** EXERCICES À TRAITER **
(1) Répondez à ces questions sur le texte consacré au facility management :
(a) Dans quelles cultures servicielles la perspective d'associer les services est-elle très présente ?
(b) Combien de niveaux de sous-traitance Sodesur accepte-t-il au maximum ?
(c) Jusqu'à combien de niveaux de sous-traitance peut-on trouver dans la profession ?
(2) Rédigez la suite du texte consacré au facility management, en reprenant après sa dernière phrase.

** SOURCE **
★ ★ ★ ★
Le FM est évidemment au départ une bonne idée et un format d’avenir. L’association des services est un levier de performance. Elle est attendue des clients. Nous le voyons bien à notre échelle, nos deux métiers sont commercialement complémentaires et de nombreux clients apprécient d’avoir le même interlocuteur pour un package accueil/sécurité. Cette perspective est très présente dans les cultures servicielles anglo-saxonne et scandinave. L’une comme l’autre peuvent se révéler par ailleurs très dures en affaires. Elles s’appuient cependant sur un paradigme de valeur du service et pas simplement de son prix : quelle est la valeur de mon achat, à quoi me sert-il ?

 

Ces cultures ont généré un grand nombre de champions mondiaux des services … dont certains d’ailleurs désertent la France. Chez nous, peut-être sous l’influence de l’exemple de la grande distribution, les achats produisent une focalisation de la plus grande partie du marché sur la baisse du prix.

 

La demande d’offre globale existe, notamment dans les services aux occupants, les soft services, mais la bonne façon d’y répondre selon nous est l’association intelligente de pure players. Chacun dans son domaine peut développer des approches associant performance et qualité, sans sous-traitance excessive[1]. Sodesur exclut d’avoir plus d’un niveau de sous-traitance alors que dans la profession, on peut trouver jusqu’à 8 niveaux de sous-traitance, ce qui rend quasi impossible le contrôle du travail et de la qualité du service rendu.

 

Malheureusement, la plupart des FMer Français reproduisent et même amplifient cette perversité française dans les services aux environnements de travail ; une dérive opérée par les démarches des services achats des clients. Même d’origines diverses, les acteurs du FM n’intègrent pas. Ils prennent tout et sous-traitent une grande partie. Ils acceptent et anticipent même de passer sous les fourches caudines des services achat. Cela les condamne à reproduire à leur niveau vis-à-vis de leurs sous-traitants l’attitude des acheteurs de leurs clients, à faire passer la qualité au second plan pour ces sous-traitants et in fine, pour leurs clients.
★ ★ ★ ★
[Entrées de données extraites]
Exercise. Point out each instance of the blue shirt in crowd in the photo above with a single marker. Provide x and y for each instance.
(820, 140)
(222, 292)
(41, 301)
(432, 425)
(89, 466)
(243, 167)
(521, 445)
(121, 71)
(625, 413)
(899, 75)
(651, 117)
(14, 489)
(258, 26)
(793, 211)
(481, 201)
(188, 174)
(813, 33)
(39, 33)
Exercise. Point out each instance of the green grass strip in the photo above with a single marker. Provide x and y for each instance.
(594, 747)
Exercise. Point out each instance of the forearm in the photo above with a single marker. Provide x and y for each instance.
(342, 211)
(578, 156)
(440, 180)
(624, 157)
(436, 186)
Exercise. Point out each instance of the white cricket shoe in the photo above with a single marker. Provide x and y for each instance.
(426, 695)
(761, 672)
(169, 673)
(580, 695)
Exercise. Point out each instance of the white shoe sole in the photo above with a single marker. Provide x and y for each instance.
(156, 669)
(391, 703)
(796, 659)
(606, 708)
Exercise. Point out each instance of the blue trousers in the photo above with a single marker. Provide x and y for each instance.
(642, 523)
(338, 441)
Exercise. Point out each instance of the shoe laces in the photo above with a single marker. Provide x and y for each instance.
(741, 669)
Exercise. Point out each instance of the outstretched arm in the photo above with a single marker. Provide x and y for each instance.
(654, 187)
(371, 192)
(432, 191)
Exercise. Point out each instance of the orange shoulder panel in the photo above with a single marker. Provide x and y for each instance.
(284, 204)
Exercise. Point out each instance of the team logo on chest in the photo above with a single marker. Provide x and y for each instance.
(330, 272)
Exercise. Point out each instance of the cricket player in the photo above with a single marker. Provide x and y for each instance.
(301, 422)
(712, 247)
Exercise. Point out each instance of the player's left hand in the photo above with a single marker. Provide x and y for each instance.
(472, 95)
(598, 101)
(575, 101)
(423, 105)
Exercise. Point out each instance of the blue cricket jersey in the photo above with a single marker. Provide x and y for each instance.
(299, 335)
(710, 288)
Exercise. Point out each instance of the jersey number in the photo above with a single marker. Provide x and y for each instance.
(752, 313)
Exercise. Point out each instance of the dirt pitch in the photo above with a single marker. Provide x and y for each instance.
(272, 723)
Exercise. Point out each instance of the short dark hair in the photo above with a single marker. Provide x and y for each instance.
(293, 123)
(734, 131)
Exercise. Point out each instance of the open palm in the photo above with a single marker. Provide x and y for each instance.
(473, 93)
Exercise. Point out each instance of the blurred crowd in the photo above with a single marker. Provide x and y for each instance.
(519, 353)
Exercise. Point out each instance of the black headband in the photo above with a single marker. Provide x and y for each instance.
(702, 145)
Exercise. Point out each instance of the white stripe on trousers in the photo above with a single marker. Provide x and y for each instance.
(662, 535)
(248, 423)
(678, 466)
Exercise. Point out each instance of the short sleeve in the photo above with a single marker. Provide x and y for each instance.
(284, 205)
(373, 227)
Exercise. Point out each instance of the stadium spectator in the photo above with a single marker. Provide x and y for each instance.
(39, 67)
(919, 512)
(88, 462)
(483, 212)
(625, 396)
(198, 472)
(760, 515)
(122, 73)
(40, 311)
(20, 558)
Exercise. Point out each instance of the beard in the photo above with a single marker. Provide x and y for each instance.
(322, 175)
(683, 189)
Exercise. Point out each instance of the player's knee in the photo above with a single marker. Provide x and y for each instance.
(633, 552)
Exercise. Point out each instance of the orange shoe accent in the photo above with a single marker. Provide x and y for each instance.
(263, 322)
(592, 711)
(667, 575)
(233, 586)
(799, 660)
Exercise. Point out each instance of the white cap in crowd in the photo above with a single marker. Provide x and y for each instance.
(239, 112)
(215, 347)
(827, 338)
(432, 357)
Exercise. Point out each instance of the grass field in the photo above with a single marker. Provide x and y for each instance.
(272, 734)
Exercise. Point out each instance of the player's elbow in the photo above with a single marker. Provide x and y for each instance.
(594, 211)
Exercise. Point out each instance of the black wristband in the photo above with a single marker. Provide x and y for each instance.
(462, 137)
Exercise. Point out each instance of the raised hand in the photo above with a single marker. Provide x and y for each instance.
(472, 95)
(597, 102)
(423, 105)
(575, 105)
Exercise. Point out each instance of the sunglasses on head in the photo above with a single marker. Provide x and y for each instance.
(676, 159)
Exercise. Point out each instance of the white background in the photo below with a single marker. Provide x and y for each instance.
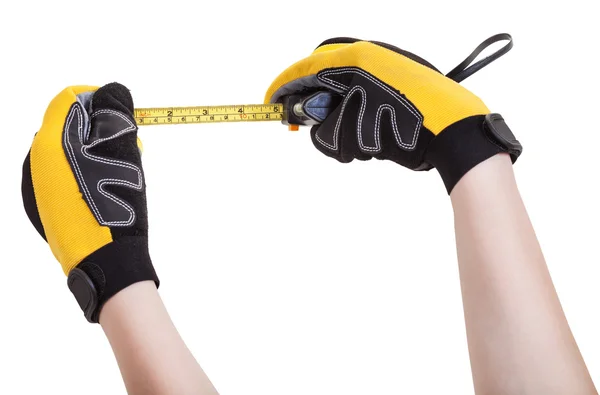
(272, 271)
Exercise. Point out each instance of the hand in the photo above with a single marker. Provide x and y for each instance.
(83, 190)
(397, 106)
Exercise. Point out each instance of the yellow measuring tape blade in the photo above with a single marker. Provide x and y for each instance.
(208, 114)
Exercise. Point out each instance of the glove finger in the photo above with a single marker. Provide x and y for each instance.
(336, 137)
(114, 174)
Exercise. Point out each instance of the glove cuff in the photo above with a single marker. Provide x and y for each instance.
(108, 270)
(465, 144)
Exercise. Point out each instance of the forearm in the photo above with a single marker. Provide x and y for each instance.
(519, 339)
(152, 357)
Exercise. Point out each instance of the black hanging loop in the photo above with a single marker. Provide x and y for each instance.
(463, 70)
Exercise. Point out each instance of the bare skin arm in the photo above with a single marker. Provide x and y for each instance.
(519, 339)
(152, 356)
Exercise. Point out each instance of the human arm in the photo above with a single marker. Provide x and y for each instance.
(519, 339)
(396, 106)
(84, 191)
(152, 357)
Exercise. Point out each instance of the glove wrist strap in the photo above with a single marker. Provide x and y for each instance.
(465, 144)
(109, 270)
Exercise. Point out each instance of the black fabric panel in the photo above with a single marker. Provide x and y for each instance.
(29, 197)
(118, 265)
(339, 40)
(361, 90)
(115, 96)
(459, 148)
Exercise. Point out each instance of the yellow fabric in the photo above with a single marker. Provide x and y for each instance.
(71, 230)
(441, 100)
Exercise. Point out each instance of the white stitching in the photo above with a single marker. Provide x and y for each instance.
(110, 181)
(323, 77)
(71, 153)
(392, 111)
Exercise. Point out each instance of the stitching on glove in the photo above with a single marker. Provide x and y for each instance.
(323, 76)
(392, 111)
(76, 110)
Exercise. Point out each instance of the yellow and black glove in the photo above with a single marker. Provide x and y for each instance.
(395, 105)
(84, 191)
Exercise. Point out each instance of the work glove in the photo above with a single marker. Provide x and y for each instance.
(395, 105)
(84, 191)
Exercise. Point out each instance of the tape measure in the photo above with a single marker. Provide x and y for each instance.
(294, 110)
(209, 114)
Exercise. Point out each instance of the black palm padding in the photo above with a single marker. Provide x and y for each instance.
(373, 120)
(126, 260)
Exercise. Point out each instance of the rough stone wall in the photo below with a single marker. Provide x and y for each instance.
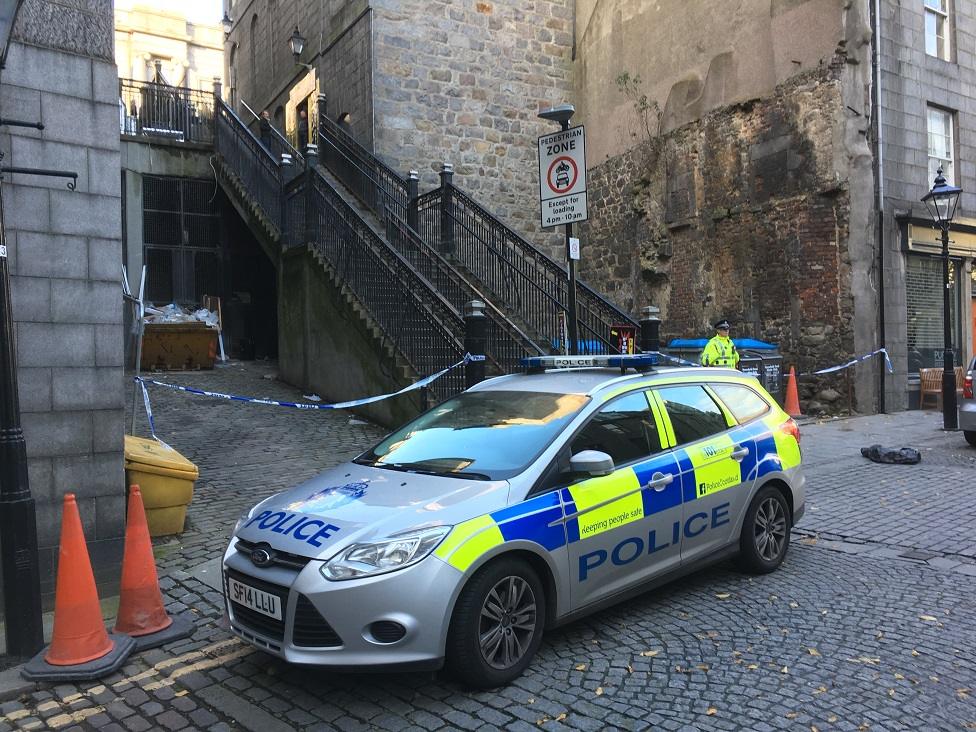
(463, 83)
(740, 215)
(65, 252)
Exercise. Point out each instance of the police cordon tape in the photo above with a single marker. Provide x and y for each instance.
(468, 358)
(828, 370)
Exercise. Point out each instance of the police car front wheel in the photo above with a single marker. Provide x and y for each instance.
(497, 624)
(765, 532)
★ ★ ★ ★
** RÉPONSES PAR EXERCICE **
(1)
(a) Dans les cultures servicielles anglo-saxonne et scandinave.
(b) Un seul niveau.
(c) Jusqu'à 8 niveaux.

(2)
 

Une politique sociale comme condition de la performance économique

 

Nous développons plusieurs activités complémentaires : la sécurité privée, l’accueil et la formation, au service exclusif des entreprises. Dans ces activités, la qualité repose avant tout sur les compétences des salariés et la fiabilité de leur travail. Les activités de sécurité sont exercées par DPSA Île-de-France qui compte 900 agents en CDI à temps plein pour 80 clients environ, les activités d’accueil par Altes Accueil comptent 200 hôtesses. Nous avons également développé en complément des activités de formation et donc d’ingénierie de formation, avec Point Bleu qui propose à nos clients ou à d’autres entreprises, y compris certains de nos concurrents, 19 modules spécifiques à l’accueil et à la sécurité en entreprise.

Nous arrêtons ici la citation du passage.